■ Text under study:
BEGIN

The United States Court of Appeals for the Fourth Circuit determined that the term “compensation,” as used in the Longshore and Harbor Workers Compensation Act’s (“LHWCA”) modification provision, does not include voluntary payments to a claimant’s medical providers. See 33 U.S.C. § 922 (1984).
Section 22 of the LHWCA provides in pertinent part: “Upon his own initiative, or upon the application of any party in interest [,] … on the ground of a change in conditions or because of a mistake in a determination of fact by the deputy commissioner, the deputy commissioner may, at any time prior to one year after the date of the last payment of compensation, whether or not a compensation order has been issued, or at any time prior to one year after the rejection of a claim, review a compensation case … [and] issue a new compensation order which may terminate, continue, reinstate, increase, or decrease such compensation, or award compensation.” Id.
In the case before the court, the employer paid compensation for a scheduled knee injury. The claimant sought permanent total disability benefits, but was denied by an administrative law judge. On September 12, 2003, the Benefits Review Board upheld the ALJ’s denial, and by that time the employer had paid all compensation owed for the claimant’s scheduled loss. The employer did, however, continue to pay medical benefits. Four years later, the claimant requested modification of her PPD award. Although filed four years after the last compensation payment, the modification request was filed within one year of the last payment made by the employer to the claimant’s medical providers. The issue was whether the voluntary payment to the medical provider was a payment of “compensation” for modification purposes.
The Fourth Circuit determined that Section 22 contains a statute of limitations, and Congress deliberately included the one-year time limitation within Section 22. A litigant cannot ignore the reality of that time limitation by citing the “general purpose” of the “extraordinarily broad” modification provision. Further, if Section 22’s use of “compensation” included the payment of medical benefits, then the one-year limitation contained in the statute could be extended indefinitely because each payment of medical care would start the running of the one year period anew. Obviously, this would not give Section 22 the effect intended by Congress, as evidenced by legislative history. Instead, concluded the Fourth Circuit, “interpreting ‘payment of compensation’ in Section 22 [and all other uses of the term “compensation” in Section 22] to exclude an employer’s payment of medical benefits is most harmonious with the purpose of both the statute’s limitations period and the Act as a whole.”

END

■ Assigned task A: From the summary of the Fourth Circuit's LHWCA ruling, copy the passage between "The United States" and "U.S.C. § 922 (1984).", inclusive.
■ Assigned task B: Continue the summary of the Fourth Circuit's LHWCA ruling from the point where it stops.

Records from a data collection

BEGIN

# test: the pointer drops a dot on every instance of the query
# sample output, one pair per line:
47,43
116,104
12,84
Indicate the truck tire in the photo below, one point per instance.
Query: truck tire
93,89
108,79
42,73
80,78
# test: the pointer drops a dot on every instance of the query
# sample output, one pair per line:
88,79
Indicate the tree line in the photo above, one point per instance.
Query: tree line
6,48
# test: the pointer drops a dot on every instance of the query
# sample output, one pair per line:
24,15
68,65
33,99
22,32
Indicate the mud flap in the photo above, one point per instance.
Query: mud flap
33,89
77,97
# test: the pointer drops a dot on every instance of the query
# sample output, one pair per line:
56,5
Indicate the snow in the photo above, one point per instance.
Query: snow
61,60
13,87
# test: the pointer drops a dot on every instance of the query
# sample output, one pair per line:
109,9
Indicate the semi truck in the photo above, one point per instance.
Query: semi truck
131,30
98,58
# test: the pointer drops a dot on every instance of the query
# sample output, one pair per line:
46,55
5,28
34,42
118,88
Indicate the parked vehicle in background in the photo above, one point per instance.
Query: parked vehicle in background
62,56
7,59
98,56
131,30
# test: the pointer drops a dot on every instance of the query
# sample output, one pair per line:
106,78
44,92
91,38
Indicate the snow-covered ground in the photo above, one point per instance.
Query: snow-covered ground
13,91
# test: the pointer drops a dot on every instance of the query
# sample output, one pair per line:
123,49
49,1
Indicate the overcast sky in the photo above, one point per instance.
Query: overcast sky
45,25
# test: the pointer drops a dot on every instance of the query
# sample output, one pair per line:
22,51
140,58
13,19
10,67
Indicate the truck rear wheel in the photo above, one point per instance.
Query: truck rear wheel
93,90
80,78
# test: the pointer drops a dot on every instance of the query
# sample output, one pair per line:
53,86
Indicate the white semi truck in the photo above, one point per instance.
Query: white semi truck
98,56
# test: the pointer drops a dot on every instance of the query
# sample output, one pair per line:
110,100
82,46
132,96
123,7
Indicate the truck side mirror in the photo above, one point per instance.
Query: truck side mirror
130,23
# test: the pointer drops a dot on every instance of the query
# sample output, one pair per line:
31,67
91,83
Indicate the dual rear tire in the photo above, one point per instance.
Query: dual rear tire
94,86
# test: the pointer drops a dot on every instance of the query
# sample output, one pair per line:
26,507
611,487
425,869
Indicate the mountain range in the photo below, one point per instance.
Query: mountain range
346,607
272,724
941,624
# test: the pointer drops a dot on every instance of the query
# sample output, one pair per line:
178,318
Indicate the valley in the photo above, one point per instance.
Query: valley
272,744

END

■ Exercise result A:
The United States Court of Appeals for the Fourth Circuit determined that the term “compensation,” as used in the Longshore and Harbor Workers Compensation Act’s (“LHWCA”) modification provision, does not include voluntary payments to a claimant’s medical providers. See 33 U.S.C. § 922 (1984).

■ Exercise result B:
Wheeler v. Newport News Shipbuilding and Dry Dock Co., — F.3d —-, 2011 WL 541805 (4th Cir. 2011).
Note: Although the decision is well reasoned with respect to the statute of limitations contained in Section 22, there are problems with references made to other provisions of the LHWCA containing the word “compensation.” For example, the Fourth Circuit attaches an inaccurate parenthetical to its citation of 33 U.S.C. § 906(a) stating that “compensation” under that section includes medical benefits. The parenthetical conflicts with a statement made by the Supreme Court in Marshall v. Pletz, 317 U.S. 383 (1943). In Pletz, the Court listed the various sections of the LHWCA where “compensation” dealt solely with “money compensation” and not medical services. Id. at 390-91. Although Section 6(a) mentions both “compensation” and Section 7 medical benefits, the Court noted that Section 7 specifically contrasted compensation from medical aid. Id. at 390. Under Section 7, the director can suspend “compensation” if a claimant refuses to submit to medical treatment. Id. Considering the fact that the present Section 6(a) and Section 7 contain substantially similar provisions, the Fourth Circuit’s parenthetical appears incorrect. A better statement regarding Pletzis contained in the BRB’s earlier decision in Wheeler.